YOUR OBJECTIVE:
Emit the entire listing verbatim.

-- BEGIN SUPPLIED MATERIAL --

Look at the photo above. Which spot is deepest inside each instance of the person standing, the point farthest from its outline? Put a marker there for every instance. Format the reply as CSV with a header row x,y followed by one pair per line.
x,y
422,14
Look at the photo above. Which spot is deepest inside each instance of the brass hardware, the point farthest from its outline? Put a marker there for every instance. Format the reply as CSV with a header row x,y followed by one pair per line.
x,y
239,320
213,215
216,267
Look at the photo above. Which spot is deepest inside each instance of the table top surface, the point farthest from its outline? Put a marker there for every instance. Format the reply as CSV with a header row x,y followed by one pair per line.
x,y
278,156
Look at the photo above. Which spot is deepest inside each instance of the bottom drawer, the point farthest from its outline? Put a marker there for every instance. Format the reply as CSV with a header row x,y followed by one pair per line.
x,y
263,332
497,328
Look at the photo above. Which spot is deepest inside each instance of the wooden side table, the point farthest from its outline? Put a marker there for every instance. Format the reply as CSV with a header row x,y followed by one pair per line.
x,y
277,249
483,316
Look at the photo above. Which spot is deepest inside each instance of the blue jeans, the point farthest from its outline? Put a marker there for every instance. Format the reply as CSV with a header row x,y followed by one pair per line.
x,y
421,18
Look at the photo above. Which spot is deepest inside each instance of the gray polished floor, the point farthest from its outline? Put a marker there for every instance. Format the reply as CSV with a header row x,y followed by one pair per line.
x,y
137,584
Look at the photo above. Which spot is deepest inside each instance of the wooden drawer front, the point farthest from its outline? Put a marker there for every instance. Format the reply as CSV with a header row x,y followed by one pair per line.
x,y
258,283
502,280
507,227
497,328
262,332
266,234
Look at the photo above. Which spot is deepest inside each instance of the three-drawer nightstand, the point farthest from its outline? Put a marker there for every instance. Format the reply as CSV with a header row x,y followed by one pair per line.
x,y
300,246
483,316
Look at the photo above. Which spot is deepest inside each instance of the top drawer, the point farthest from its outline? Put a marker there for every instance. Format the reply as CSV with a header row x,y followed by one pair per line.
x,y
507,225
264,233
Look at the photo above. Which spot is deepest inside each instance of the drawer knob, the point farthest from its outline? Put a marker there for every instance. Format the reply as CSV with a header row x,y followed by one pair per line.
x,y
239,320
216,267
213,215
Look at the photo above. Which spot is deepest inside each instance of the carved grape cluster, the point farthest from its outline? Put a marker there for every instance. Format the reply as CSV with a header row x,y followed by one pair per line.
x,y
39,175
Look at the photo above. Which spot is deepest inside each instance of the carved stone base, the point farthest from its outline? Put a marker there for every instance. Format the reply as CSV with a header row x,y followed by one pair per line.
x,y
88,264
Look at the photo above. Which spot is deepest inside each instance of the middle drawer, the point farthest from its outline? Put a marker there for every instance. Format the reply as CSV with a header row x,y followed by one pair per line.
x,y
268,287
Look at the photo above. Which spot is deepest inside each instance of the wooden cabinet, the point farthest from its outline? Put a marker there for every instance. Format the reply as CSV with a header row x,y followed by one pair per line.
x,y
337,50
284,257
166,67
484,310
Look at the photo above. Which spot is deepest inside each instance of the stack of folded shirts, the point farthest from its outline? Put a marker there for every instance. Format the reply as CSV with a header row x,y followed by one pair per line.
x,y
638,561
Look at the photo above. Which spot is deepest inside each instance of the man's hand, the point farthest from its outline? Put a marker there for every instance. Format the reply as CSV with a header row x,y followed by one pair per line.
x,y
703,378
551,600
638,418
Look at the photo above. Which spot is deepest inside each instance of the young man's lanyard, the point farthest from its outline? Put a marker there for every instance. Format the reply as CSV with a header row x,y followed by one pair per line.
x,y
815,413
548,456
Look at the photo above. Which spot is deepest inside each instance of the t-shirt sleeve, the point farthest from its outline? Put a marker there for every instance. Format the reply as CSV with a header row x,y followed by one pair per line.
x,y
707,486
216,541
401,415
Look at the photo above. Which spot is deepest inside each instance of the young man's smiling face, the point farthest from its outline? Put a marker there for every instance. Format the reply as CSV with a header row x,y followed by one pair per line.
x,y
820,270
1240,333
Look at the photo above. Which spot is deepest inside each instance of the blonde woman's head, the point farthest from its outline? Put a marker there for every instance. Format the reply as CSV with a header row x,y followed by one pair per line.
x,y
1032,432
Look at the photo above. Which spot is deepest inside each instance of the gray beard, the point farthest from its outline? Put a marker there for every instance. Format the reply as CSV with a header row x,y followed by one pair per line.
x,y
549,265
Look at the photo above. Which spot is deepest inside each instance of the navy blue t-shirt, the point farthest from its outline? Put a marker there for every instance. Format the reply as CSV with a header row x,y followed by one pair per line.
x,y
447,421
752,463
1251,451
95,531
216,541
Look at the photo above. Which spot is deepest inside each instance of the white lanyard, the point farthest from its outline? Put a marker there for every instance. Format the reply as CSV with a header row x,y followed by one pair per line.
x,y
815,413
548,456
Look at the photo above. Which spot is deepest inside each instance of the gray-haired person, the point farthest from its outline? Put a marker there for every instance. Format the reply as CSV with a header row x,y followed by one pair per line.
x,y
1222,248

-- END SUPPLIED MATERIAL --

RESULT FOR THIS TASK:
Look at the photo above. Which spot is deepest inside each instance of the person standing, the point farthest from its outline? Put a marker there for every instance. Format the reply as CSV with a header row x,y followed by one pair per line.
x,y
422,14
Look at the photo above. Which spot is deepest inside each instance of the brass hardware, the point farthest from its outline? Put a marker there for every instance. Format the reply as CSV with a header row x,y followed by one pair per line.
x,y
239,320
213,215
216,267
Look at the photo above. Which spot is deepest inside each instance of the table top surface, the point farthest from its outline? Put a marker there for every instance. Format the reply as CSV with a header row x,y followed by one pair per line.
x,y
278,156
Look at the photo above. Which spot is deepest inside each instance of the bottom drawer, the point farthest from its outline? Put a marker there for every instance. Format the reply as CSV with a header row x,y followed by one pair per line.
x,y
263,332
497,328
Look at the photo above. Which spot is deepest inside each instance of the wooden side table, the point farthest from its outline? Put a marker there for every instance. Format the reply as CSV with a header row x,y followed by one pair per line.
x,y
277,249
483,316
Look at the photo above. Which spot is deepest inside each instance of the blue jeans, the point farthest from its outline? Put a marker there for every instance. Format the reply as CSV with a header row x,y followed by one pair per line.
x,y
421,18
Look at the photo above. Which spot is deepest inside each instance of the gray polished floor, the point farthest from its outline? Put a marker there for every instance. Format the reply as CSV with a header row x,y followed by one pair per line.
x,y
137,584
Look at the photo above. Which spot is deepest inside each instance of the wooden drawer front, the point farthest from its outline? Put a marker there for every instance. Format the reply as CSV with a header row x,y followed by one pair per line.
x,y
258,283
502,280
507,227
497,328
262,332
266,234
Look at the photo above. Which spot is deepest inside each instance of the three-drawer nightstand, the point farthest from its outline? Put a marker there for every instance. Format the reply as CSV with a header row x,y followed by one pair per line.
x,y
300,246
483,316
Look at the photo above. Which spot is deepest inside each instance of the top drawer, the point farthest from its outline? Put a marker there for every instance. Format the reply as CSV with a header row x,y followed by one pair per line.
x,y
507,225
264,233
Look at the photo above. Which spot is deepest inside each instance of the drawer knob, the point farthest from its outline? Put a marker there for every instance. Format the reply as CSV with a header row x,y followed by one pair per line.
x,y
239,320
216,267
213,215
Look at the photo above. Which spot is deepest inside each instance of the carved grape cluster, the point farthest from its outline? Put a marker there for every instance. Format the reply as CSV with a header row x,y followed by one pair per line.
x,y
39,175
Look at the photo above. Which spot is deepest inside each instance of the carved stone base, the point farthest from its outline? Put a marker there for every instance. Format the reply as CSV with a header row x,y followed by one pair per line.
x,y
88,264
Look at the photo above. Which spot is deepest inside each instance of the middle drawer, the point farthest from its outline? Put a marker there for every instance. Format the reply as CSV with a header row x,y followed by one pair per line.
x,y
268,287
Look at the photo above. Which spot is deepest inside each instance of the wooden cabinet, the point farthest from its outline? Put a marker there for every instance. Format the reply as CSV with a header row x,y followed by one pair per line.
x,y
337,50
284,257
166,67
484,310
Look at the photo above. Which spot is deepest inside each instance of the stack of folded shirts, the point farthest from its outline? Put a marker there for every instance. Format the reply as CSV with a header row x,y followed by one pair per line.
x,y
638,561
Look at the photo above. Which spot is deepest inside each instance of the man's hand, the point farthest from its outline? Put a marker there for every instance. Format the reply as CSV with a header row x,y followed by one pair per line.
x,y
703,378
551,600
638,418
Look at the photo above. Which spot is deepest inside each instance of the young man's lanyard, the point farthest from its outline? Put a marker there for every instance. Format the reply as CSV with a header row x,y followed by one pair per line.
x,y
815,413
548,456
Look at the photo above. Which spot is deepest inside each instance of the t-shirt sleeve, the point farthest from its outline? Put a marker there for every instance. Format the reply as CSV with a header row x,y followed by one pair per line.
x,y
707,486
216,541
401,415
Look at the photo above. Which spot is deepest inside each instance of the young man's smiling face, the point farthest from its outline? Put a marker there for every instance. Format the reply as CSV with a header row x,y followed by one pair per line.
x,y
820,270
1240,333
Look at the photo above. Which spot is deepest inside each instance of the blonde woman's head, the point farthest from its outline? Put a marker there for every instance. Format the reply as CSV with a header row x,y followed by one pair per line.
x,y
1032,432
Look at the photo above. Which spot is deepest inside each instance of the gray beard, the point farthest from its outline? Put a marker there for every instance. Format the reply as CSV with a header row x,y followed by one pair per line.
x,y
549,265
Look at the photo above. Which spot is deepest inside each instance of the navy blue t-shirt, the point farthest from its outline? Put a marker there for every instance. Format the reply as CSV with a header row x,y followed by one pair per line.
x,y
447,421
752,463
1251,451
95,531
216,541
Look at the photo above. Which spot is deepest inside each instance of the white lanyard, the point farthest from its outline? Put a marker there for every instance. Format the reply as CSV with a header row x,y followed by one pair per line.
x,y
815,413
548,456
Look at the photo above. Which spot is deepest inside each instance of the gray-haired person, the point farthest from its outline? Put a marker there for every instance. Format the reply as CSV with a header row x,y followed by one pair per line.
x,y
1222,248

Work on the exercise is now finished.